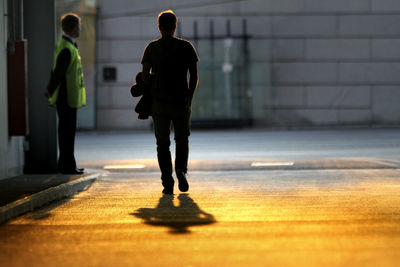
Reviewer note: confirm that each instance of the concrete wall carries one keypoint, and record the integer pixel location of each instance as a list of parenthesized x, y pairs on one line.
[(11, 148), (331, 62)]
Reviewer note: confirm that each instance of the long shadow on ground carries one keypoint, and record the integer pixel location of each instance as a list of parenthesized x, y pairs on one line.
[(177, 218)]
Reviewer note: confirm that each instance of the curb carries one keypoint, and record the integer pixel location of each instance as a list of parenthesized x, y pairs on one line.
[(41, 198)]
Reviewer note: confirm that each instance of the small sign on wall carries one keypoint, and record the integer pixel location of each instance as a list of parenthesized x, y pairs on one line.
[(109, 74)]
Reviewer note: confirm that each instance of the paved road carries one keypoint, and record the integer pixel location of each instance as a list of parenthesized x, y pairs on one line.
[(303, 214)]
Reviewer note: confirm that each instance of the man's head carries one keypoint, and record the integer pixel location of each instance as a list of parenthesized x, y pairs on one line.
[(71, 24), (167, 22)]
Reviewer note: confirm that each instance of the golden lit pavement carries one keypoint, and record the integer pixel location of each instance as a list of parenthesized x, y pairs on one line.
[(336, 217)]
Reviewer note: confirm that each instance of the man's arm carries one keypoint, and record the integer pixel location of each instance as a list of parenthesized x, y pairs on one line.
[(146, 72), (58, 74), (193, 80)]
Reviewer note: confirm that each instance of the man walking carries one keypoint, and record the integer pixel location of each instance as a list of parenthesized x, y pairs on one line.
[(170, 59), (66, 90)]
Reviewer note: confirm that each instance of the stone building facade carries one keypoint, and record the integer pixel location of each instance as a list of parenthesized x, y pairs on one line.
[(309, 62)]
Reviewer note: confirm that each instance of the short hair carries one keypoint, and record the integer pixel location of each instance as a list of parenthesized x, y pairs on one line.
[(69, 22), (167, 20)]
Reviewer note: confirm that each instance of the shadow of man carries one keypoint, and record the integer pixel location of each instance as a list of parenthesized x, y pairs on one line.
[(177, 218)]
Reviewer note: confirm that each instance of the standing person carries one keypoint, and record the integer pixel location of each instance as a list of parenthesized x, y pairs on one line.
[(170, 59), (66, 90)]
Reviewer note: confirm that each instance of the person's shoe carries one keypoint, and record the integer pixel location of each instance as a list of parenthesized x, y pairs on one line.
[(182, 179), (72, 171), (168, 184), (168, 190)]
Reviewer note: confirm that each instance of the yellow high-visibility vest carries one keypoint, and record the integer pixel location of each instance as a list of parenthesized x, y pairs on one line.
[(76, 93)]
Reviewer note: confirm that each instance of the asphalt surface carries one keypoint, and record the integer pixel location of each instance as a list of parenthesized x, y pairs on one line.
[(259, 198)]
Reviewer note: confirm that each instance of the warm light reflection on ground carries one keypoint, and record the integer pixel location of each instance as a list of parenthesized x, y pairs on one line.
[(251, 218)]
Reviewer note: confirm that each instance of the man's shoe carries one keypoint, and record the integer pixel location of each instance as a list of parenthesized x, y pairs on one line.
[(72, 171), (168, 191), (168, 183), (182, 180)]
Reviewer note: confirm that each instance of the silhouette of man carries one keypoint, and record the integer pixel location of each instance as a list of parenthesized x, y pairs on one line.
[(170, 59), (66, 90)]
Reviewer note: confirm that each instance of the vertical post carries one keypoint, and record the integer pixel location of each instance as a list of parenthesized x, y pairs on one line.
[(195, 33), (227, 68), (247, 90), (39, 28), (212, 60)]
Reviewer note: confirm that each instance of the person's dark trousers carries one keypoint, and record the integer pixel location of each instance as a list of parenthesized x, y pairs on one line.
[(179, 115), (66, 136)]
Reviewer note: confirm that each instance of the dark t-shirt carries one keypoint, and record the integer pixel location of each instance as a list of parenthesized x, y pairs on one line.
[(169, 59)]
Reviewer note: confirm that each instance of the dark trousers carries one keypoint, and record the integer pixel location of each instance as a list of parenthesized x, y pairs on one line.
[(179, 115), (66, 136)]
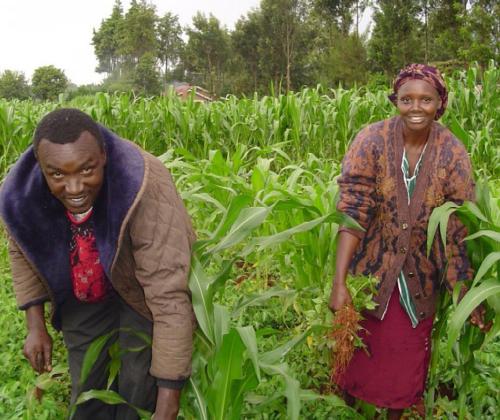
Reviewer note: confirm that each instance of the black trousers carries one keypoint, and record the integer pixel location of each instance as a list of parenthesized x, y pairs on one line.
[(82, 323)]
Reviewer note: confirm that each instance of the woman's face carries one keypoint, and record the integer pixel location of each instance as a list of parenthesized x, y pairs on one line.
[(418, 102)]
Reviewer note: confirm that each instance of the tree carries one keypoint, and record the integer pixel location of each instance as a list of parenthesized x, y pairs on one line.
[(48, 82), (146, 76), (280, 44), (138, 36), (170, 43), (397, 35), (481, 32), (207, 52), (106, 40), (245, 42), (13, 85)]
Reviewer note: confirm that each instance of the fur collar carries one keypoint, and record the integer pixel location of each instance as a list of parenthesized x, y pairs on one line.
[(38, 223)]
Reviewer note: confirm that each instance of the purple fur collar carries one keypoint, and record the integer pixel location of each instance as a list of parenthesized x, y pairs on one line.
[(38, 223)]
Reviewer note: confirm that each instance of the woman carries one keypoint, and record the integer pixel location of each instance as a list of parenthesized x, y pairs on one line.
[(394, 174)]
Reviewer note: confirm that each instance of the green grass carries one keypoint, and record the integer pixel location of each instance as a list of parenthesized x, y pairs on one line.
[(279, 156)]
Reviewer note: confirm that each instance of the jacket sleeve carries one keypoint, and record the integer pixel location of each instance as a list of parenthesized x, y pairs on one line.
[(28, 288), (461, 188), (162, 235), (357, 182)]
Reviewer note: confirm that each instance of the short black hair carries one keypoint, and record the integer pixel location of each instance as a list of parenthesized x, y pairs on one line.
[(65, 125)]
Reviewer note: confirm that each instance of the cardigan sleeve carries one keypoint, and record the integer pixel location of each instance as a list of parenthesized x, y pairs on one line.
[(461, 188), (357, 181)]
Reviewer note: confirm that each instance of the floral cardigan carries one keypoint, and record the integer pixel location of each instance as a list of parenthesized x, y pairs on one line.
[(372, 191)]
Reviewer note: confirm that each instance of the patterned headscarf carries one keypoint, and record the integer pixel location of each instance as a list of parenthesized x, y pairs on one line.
§ §
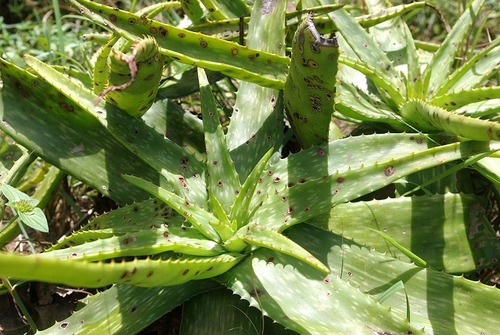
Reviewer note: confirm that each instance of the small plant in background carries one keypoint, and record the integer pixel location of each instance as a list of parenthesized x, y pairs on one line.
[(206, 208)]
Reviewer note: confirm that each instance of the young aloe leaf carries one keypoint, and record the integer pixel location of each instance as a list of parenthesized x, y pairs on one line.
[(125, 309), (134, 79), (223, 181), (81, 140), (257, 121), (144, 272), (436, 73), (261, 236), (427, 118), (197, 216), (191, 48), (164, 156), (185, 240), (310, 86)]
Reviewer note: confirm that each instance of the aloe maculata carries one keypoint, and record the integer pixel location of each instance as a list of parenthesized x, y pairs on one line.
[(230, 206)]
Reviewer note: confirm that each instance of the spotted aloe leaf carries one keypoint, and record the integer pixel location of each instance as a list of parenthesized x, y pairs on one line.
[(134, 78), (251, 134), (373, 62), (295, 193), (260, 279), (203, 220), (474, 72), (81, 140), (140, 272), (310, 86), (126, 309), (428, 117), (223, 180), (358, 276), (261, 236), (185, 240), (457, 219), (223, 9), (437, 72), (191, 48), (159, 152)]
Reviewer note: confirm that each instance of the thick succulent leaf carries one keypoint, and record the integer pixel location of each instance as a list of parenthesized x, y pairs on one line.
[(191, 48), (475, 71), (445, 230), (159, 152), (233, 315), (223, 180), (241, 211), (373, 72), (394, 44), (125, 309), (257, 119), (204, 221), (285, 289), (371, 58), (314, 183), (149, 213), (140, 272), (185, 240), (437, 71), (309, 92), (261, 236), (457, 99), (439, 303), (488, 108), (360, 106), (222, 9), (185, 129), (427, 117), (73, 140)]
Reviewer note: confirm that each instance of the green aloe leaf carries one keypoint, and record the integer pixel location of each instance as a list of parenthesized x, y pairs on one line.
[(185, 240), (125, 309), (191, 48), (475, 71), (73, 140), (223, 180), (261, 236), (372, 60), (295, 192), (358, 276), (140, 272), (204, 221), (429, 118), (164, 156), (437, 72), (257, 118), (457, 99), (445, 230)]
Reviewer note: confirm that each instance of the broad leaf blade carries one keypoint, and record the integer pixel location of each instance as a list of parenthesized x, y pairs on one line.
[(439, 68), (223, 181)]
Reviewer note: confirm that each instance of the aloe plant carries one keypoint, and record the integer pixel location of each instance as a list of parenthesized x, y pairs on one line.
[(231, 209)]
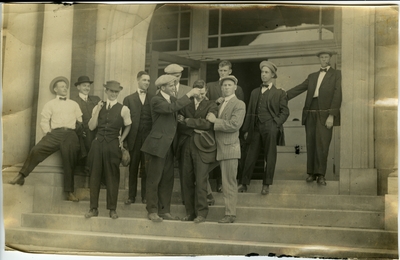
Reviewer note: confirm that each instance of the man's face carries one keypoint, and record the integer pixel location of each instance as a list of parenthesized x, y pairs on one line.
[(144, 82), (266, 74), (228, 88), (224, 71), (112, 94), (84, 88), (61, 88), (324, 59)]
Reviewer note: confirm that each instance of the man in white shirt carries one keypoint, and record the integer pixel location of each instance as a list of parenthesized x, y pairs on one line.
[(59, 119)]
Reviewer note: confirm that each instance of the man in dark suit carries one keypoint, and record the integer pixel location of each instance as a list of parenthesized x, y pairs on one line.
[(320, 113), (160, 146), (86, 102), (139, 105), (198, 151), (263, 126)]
§ §
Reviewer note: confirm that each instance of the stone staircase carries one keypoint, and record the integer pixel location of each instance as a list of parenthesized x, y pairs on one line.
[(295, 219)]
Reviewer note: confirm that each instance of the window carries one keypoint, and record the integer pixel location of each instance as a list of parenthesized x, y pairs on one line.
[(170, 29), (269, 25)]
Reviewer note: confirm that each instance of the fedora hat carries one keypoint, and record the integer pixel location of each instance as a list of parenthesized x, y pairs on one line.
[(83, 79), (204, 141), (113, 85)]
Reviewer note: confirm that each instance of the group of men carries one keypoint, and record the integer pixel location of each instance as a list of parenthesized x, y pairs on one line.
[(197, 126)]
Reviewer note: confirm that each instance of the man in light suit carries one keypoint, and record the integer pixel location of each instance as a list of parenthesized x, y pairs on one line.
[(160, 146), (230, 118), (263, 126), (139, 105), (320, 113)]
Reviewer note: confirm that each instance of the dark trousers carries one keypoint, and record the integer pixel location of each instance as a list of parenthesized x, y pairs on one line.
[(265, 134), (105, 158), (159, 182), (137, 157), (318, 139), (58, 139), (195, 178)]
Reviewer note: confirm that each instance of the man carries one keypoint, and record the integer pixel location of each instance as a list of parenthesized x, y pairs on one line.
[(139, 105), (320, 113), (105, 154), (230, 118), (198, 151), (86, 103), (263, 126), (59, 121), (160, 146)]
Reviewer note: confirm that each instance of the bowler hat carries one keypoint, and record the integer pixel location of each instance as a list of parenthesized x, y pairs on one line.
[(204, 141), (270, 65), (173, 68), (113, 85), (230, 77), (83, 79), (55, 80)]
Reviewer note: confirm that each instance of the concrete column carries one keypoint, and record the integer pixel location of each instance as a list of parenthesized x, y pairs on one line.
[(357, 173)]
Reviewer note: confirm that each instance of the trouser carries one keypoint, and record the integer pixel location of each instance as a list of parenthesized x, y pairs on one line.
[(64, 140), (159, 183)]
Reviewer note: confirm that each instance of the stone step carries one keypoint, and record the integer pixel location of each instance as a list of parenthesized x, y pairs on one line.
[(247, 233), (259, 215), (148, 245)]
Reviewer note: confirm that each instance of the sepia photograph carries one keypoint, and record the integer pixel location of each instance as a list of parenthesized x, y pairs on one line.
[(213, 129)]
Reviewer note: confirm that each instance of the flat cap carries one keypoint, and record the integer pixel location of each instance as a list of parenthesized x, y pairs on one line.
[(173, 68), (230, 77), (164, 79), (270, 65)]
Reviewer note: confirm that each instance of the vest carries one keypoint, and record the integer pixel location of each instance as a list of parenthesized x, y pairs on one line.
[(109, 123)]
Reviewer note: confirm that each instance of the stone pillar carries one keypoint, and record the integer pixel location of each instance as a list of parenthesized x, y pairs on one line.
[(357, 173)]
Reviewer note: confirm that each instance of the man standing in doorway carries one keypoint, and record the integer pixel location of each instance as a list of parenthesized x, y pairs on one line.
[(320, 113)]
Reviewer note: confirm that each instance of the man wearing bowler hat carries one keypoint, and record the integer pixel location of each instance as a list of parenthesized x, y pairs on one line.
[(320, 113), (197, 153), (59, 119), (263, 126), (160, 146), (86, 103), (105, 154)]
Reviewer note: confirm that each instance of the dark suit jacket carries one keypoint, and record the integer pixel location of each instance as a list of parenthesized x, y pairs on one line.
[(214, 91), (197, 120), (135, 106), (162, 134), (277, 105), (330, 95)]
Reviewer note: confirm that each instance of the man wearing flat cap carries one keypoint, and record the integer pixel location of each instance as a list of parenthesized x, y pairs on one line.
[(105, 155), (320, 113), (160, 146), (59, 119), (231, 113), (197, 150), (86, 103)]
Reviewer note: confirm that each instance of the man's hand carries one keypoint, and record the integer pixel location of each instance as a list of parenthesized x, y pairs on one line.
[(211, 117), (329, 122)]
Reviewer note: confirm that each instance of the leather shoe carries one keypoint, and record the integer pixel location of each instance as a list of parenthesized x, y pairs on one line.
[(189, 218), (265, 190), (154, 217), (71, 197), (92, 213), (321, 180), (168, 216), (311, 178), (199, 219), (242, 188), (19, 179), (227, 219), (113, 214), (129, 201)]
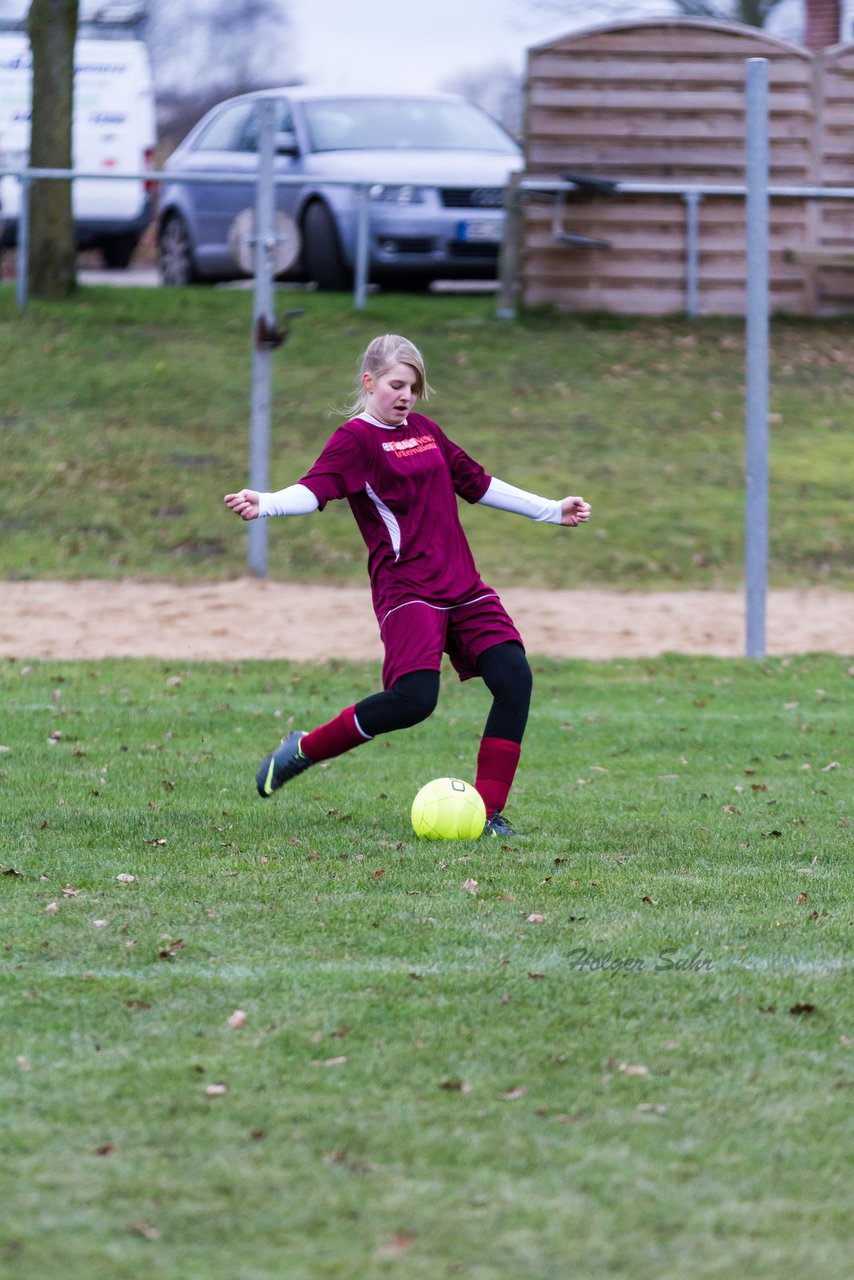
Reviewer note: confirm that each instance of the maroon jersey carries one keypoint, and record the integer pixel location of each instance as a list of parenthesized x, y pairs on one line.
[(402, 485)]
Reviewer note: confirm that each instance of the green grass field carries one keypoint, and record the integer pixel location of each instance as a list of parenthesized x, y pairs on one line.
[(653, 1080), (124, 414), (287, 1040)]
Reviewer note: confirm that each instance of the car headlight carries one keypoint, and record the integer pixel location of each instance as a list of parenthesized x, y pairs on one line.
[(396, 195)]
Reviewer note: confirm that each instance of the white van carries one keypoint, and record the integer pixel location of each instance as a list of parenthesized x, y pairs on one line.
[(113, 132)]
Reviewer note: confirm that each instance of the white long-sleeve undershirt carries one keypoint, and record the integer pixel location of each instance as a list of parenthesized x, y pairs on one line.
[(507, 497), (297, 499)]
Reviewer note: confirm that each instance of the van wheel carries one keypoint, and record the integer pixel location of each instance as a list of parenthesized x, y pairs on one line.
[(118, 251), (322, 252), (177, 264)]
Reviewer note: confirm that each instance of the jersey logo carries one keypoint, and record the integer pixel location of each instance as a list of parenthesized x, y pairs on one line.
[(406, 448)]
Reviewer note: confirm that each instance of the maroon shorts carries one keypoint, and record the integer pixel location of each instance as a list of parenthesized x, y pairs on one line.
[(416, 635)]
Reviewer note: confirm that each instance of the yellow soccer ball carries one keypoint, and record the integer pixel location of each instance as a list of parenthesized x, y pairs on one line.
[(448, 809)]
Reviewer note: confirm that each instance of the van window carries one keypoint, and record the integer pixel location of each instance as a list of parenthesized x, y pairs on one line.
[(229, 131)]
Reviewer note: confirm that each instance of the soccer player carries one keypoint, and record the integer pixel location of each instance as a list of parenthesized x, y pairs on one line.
§ §
§ What you have to do: Rewrite the records from the line with "Reviewer note: confirm that each instance of the maroon shorts" up to and including the line with "[(229, 131)]", requests included. Rescale every pixel coordinate in the answers by 0.4 and round each result to a whole number, with halves rounded up.

§ Exercise answer:
Reviewer note: confirm that each instance of the maroon shorts carries one keypoint, and record the integer pixel location of each instance as a list of parenthesized x, y pairs on one line.
[(166, 254)]
Reviewer note: confirm that each instance of the yellow soccer ball carries one keypoint, and record the integer pixel location of each instance as a list of parenthesized x, y pairs on one line.
[(179, 324)]
Reviewer note: confirm that each instance of the van window carries one keypoint, and record the integer pixel location of each instance as a list of parenthesized x, y pairs on one line.
[(92, 52)]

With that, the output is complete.